What the task requires: Nothing in the records should differ when they are repeated. Restate them word for word.

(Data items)
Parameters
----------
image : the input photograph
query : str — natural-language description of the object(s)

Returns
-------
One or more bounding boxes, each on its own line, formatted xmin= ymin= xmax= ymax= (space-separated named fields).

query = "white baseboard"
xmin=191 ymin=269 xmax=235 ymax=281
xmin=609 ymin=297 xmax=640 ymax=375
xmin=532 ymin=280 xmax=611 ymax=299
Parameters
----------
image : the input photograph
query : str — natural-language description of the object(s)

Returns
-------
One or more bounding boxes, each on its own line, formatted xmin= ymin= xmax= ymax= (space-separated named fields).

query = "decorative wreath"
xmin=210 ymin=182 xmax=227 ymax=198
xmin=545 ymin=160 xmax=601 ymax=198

Task response:
Parameters
----------
image : the input photograph
query : str — natural-language description of the object(s)

Returns
-------
One or more bounding boxes, each on its own line, formatted xmin= ymin= xmax= ymax= (space-separated named fields).

query = "white baseboard"
xmin=191 ymin=269 xmax=235 ymax=281
xmin=609 ymin=297 xmax=640 ymax=375
xmin=532 ymin=280 xmax=611 ymax=299
Parameters
----------
image : the input photograph
query : str — natural-language description of the object(s)

Returns
-------
One or more bounding boxes, each on its own line, formatted xmin= ymin= xmax= ymax= (space-separated named fields).

query = "decorative wreath"
xmin=210 ymin=182 xmax=227 ymax=198
xmin=545 ymin=160 xmax=601 ymax=198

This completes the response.